| PROBLEMS |
[a] Would you copy the article on the song "A Little More Love" word for word, from "Jerrod Niemann singles" to "through Curb Records."?
[b] Can you carry the article on the song "A Little More Love" further, picking up right after its final sentence?

-- START OF EXCERPT --

Single by Jerrod Niemann and Lee Brice

from the album This Ride
- Released: April 29, 2016
- Genre: Country
- Length: 3:00
- Label: Curb
- Songwriter(s): Shane McAnally; Ross Copperman; Natalie Hemby; Kristi Neumann;
- Producer(s): Jerrod Niemann; Jimmie Lee Sloas; Lee Brice;

Jerrod Niemann singles chronology
| "Blue Bandana" (2015) | "A Little More Love" (2016) | "God Made a Woman" (2017) |

Lee Brice singles chronology
| "That Don't Sound Like You" (2015) | "A Little More Love" (2016) | "Boy" (2017) |

= A Little More Love (Jerrod Niemann and Lee Brice song) =

"A Little More Love" is a song recorded as a duet by American country music artists Jerrod Niemann and Lee Brice. It was released in April 2016 as the first single from Niemann's fourth studio album, This Ride. The song was written by Shane McAnally, Ross Copperman, Natalie Hemby and Kristi Neumann. The song was Niemann's first single released through Curb Records.

-- END OF EXCERPT --
-- START OF RAW DATA --

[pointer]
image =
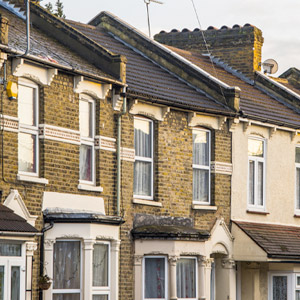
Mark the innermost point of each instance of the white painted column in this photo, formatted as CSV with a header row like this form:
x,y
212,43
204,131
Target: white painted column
x,y
173,286
228,278
48,265
201,278
138,277
207,267
87,269
114,274
30,248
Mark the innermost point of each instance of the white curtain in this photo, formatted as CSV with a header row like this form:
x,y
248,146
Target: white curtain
x,y
155,278
100,265
66,266
186,278
279,288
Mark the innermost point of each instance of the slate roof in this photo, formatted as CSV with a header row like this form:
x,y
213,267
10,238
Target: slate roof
x,y
11,222
254,103
278,241
45,47
147,80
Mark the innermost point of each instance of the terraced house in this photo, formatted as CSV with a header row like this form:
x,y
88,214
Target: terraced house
x,y
136,170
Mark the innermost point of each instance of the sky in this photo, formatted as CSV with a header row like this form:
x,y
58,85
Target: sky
x,y
279,20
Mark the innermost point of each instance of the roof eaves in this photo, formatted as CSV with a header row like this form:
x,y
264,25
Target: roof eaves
x,y
96,54
170,60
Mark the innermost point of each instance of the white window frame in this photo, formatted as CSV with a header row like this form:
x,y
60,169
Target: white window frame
x,y
71,291
297,200
107,289
196,276
89,141
256,159
203,167
34,129
147,159
166,277
11,261
290,284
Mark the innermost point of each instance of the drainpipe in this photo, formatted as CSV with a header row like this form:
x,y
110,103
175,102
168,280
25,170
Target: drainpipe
x,y
42,254
119,137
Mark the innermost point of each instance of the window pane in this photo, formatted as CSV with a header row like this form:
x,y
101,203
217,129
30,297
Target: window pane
x,y
66,296
26,105
142,138
10,249
2,274
142,178
100,297
260,184
155,278
86,163
15,283
201,148
201,185
279,288
66,265
86,118
27,152
251,181
255,148
100,265
298,155
186,278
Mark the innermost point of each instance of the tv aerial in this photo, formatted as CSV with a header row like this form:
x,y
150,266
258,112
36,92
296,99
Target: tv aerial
x,y
270,66
147,2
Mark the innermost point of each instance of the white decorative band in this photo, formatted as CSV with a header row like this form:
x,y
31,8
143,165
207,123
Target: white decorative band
x,y
128,154
9,123
221,168
105,143
59,134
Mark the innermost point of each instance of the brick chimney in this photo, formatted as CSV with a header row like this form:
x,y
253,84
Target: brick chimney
x,y
239,47
3,30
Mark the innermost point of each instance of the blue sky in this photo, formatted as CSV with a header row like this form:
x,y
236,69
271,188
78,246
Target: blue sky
x,y
279,20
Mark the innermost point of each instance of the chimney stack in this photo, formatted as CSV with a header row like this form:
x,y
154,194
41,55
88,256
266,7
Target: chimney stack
x,y
238,47
4,30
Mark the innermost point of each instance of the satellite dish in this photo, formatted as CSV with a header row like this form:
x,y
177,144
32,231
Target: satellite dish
x,y
270,66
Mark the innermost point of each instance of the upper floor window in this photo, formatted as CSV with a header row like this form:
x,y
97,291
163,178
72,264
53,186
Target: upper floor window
x,y
201,166
256,175
297,159
87,136
143,166
28,128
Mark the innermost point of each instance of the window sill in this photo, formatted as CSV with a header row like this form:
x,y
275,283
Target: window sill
x,y
258,212
204,207
32,179
147,202
90,188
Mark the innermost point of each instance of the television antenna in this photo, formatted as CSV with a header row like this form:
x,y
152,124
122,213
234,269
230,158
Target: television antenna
x,y
147,2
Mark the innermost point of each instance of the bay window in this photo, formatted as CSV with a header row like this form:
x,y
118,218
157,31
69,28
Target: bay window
x,y
256,173
155,277
186,274
143,165
297,159
87,139
28,128
201,166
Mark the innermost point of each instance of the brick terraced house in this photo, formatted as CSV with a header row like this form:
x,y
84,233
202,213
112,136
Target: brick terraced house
x,y
135,170
265,157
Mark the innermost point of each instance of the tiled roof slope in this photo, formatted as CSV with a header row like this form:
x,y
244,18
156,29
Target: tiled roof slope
x,y
254,103
278,241
11,222
146,79
45,47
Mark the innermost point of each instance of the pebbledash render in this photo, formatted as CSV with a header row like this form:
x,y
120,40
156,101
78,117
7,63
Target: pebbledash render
x,y
134,170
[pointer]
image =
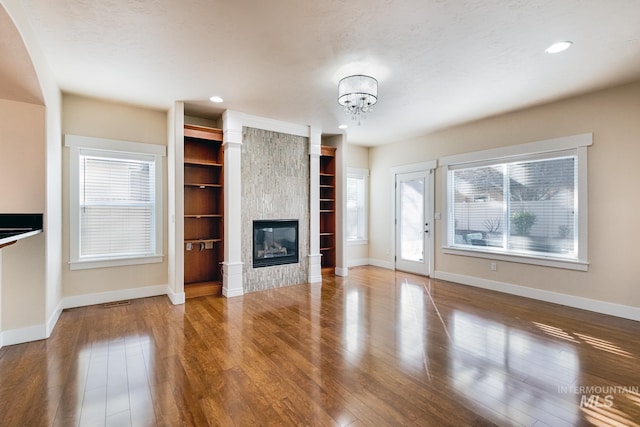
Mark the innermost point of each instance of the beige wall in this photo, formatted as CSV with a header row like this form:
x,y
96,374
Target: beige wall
x,y
22,190
613,175
101,119
358,157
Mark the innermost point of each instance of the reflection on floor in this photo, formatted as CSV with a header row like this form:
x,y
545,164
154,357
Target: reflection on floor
x,y
376,348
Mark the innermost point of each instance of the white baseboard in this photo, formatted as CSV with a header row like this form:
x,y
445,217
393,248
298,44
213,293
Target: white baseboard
x,y
53,319
315,279
358,262
389,265
342,272
43,331
112,296
603,307
22,335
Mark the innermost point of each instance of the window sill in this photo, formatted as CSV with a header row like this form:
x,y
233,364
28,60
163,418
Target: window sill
x,y
114,262
523,259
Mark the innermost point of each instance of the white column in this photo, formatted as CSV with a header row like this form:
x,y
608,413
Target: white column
x,y
232,265
175,180
315,257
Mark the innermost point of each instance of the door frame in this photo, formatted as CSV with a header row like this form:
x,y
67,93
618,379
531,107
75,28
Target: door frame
x,y
429,167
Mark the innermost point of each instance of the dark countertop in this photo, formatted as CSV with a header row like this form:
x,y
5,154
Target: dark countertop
x,y
14,227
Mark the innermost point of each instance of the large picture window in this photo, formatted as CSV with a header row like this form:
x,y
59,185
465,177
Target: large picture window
x,y
526,202
116,210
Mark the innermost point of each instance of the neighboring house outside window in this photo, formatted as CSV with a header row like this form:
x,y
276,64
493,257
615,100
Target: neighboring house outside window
x,y
115,202
357,188
524,203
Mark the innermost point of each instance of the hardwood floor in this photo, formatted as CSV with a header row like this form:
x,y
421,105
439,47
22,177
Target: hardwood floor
x,y
377,348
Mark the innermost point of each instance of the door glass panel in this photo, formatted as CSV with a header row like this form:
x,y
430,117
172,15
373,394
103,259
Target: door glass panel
x,y
411,220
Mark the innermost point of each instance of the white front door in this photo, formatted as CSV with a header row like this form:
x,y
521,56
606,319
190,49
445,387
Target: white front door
x,y
412,228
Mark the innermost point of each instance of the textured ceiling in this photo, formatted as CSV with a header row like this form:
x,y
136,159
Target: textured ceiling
x,y
439,62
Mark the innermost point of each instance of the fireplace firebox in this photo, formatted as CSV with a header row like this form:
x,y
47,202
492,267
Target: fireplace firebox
x,y
275,242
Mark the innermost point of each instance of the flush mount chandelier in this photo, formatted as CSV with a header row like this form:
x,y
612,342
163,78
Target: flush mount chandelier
x,y
358,94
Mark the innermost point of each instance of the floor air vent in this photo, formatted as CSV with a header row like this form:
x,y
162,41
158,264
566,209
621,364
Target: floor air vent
x,y
116,304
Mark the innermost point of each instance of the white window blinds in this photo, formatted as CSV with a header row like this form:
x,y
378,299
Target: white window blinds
x,y
525,206
117,205
357,205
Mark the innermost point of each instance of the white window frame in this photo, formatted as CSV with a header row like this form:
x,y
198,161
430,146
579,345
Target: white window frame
x,y
576,145
358,173
79,145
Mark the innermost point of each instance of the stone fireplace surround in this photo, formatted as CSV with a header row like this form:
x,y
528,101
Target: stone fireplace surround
x,y
275,185
271,172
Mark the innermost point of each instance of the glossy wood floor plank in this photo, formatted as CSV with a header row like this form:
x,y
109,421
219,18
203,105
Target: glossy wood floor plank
x,y
377,348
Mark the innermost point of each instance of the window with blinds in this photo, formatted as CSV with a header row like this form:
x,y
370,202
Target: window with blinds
x,y
356,228
525,206
115,202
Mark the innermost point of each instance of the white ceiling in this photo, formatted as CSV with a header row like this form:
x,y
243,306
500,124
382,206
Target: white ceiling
x,y
439,62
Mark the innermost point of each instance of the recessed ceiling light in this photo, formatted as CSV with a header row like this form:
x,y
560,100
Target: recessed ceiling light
x,y
558,47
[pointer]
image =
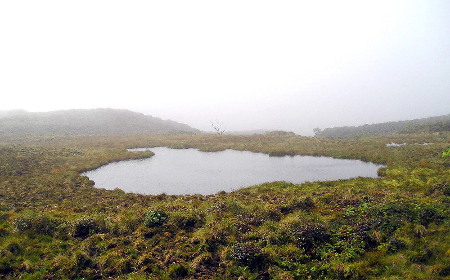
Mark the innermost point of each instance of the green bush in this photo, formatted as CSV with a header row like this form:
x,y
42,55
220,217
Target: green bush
x,y
309,236
248,254
84,227
178,271
155,218
36,223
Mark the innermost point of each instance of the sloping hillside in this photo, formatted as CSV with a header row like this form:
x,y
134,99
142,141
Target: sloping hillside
x,y
433,124
87,122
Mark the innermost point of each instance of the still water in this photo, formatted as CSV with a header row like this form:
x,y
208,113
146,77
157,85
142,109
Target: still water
x,y
189,171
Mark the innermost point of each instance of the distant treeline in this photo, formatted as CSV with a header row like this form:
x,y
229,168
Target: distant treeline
x,y
426,125
86,122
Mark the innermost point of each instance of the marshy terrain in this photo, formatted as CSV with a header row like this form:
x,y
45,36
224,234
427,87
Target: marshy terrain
x,y
54,224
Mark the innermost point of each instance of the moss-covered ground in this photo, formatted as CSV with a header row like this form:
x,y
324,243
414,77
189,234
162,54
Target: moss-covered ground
x,y
54,224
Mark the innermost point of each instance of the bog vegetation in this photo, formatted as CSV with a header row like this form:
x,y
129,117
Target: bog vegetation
x,y
425,125
54,224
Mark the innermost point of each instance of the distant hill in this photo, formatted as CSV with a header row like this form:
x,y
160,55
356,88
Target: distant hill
x,y
433,124
86,122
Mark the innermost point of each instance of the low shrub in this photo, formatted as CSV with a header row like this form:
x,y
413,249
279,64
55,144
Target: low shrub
x,y
189,221
84,227
309,236
248,254
155,218
178,271
36,223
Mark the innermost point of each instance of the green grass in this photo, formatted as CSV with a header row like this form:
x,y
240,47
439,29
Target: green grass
x,y
55,225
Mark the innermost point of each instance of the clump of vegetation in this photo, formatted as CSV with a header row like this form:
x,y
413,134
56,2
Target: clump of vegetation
x,y
155,218
54,224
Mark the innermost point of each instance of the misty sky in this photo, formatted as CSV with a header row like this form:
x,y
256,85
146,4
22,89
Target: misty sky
x,y
291,65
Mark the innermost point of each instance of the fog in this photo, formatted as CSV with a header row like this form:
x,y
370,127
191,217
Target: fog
x,y
288,65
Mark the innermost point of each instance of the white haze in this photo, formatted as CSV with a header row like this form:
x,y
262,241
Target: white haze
x,y
290,65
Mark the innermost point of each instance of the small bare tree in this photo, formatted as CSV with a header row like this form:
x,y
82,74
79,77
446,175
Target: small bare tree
x,y
218,127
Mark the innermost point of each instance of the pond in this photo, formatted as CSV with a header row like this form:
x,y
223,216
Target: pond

-- END OF RAW DATA --

| ANSWERS BELOW |
[a]
Jerrod Niemann singles chronology
| "Blue Bandana" (2015) | "A Little More Love" (2016) | "God Made a Woman" (2017) |

Lee Brice singles chronology
| "That Don't Sound Like You" (2015) | "A Little More Love" (2016) | "Boy" (2017) |

= A Little More Love (Jerrod Niemann and Lee Brice song) =

"A Little More Love" is a song recorded as a duet by American country music artists Jerrod Niemann and Lee Brice. It was released in April 2016 as the first single from Niemann's fourth studio album, This Ride. The song was written by Shane McAnally, Ross Copperman, Natalie Hemby and Kristi Neumann. The song was Niemann's first single released through Curb Records.

[b]
==Critical reception==
Billy Dukes of Taste of Country reviewed the single with favor, praising its summer vibe, writing The lyrics of “A Little More Love” fit Niemann’s brand of left-of-center country music perfectly, and his delightful exchanges with Brice are off the cuff, loose and inspired. Two singers who didn’t know each other as well as they do could not pull off the chemistry this funky beat is built on.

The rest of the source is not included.